> REQUIRED WORK
Please collect every line in the items below that contains the word "order". Case counts.

Items stored from a collection
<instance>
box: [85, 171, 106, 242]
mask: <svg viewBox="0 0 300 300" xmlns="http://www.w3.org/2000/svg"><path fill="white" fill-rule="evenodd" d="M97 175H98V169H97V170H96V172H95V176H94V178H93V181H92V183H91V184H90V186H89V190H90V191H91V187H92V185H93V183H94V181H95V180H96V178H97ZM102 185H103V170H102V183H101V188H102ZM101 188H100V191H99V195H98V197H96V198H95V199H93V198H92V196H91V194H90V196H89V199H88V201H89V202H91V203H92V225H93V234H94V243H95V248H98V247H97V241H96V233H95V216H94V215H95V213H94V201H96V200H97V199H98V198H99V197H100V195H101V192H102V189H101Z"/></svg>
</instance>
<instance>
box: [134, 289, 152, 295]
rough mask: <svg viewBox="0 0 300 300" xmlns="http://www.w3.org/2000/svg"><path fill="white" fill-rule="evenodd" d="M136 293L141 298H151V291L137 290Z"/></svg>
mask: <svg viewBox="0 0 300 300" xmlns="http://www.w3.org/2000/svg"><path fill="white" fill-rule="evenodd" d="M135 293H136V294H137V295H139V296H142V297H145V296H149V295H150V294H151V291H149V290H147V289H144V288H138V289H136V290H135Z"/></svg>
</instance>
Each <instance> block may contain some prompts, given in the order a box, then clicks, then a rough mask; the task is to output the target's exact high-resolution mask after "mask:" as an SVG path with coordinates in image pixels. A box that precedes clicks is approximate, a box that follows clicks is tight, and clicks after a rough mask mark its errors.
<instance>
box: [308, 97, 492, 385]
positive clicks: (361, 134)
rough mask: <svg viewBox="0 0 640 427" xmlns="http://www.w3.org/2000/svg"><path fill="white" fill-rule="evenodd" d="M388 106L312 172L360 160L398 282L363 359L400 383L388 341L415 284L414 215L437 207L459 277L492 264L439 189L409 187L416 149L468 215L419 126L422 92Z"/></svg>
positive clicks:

* * *

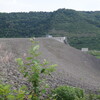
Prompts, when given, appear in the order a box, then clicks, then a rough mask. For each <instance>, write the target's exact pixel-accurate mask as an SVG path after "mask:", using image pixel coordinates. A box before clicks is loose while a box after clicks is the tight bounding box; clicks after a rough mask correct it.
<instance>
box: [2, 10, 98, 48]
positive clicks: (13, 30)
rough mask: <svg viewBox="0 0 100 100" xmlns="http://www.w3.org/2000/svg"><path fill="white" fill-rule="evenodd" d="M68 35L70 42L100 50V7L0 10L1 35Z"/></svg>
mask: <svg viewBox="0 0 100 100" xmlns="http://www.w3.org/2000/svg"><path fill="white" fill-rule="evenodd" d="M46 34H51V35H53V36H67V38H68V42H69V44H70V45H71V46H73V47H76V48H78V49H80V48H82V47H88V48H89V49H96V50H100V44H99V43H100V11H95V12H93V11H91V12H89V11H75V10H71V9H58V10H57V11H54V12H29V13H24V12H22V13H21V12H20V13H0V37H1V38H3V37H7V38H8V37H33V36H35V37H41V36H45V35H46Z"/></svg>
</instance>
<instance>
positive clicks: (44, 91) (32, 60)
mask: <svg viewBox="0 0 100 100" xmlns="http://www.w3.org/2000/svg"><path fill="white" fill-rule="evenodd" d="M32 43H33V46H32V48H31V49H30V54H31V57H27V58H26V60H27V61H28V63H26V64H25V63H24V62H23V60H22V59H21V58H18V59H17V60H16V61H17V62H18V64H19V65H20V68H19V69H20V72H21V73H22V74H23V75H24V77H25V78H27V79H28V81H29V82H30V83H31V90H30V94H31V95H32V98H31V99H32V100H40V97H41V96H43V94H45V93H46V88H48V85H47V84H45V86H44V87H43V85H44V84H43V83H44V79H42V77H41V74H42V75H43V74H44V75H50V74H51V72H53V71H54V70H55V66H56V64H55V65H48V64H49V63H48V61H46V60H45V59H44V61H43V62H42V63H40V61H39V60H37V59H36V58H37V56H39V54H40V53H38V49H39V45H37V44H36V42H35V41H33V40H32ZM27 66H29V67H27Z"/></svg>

> ANSWER BOX
Each <instance> block may contain some prompts, given in the order a box, then clicks, then a rough mask; the task is to output the target's exact high-resolution mask after "mask:" as an SVG path with coordinates in image pixels. A box that precedes clicks is approximate, a box that follows clicks is tight, and clicks after a rough mask mark its errors.
Prompts, when given, appear in the order a box, then clicks, then a rough mask. For each <instance>, write the target's exact pixel-accurate mask as an SVG path after "mask:", using image pixel coordinates. A box before clicks is loose while a box after clicks is the tight bounding box; clicks after a rough mask correct it.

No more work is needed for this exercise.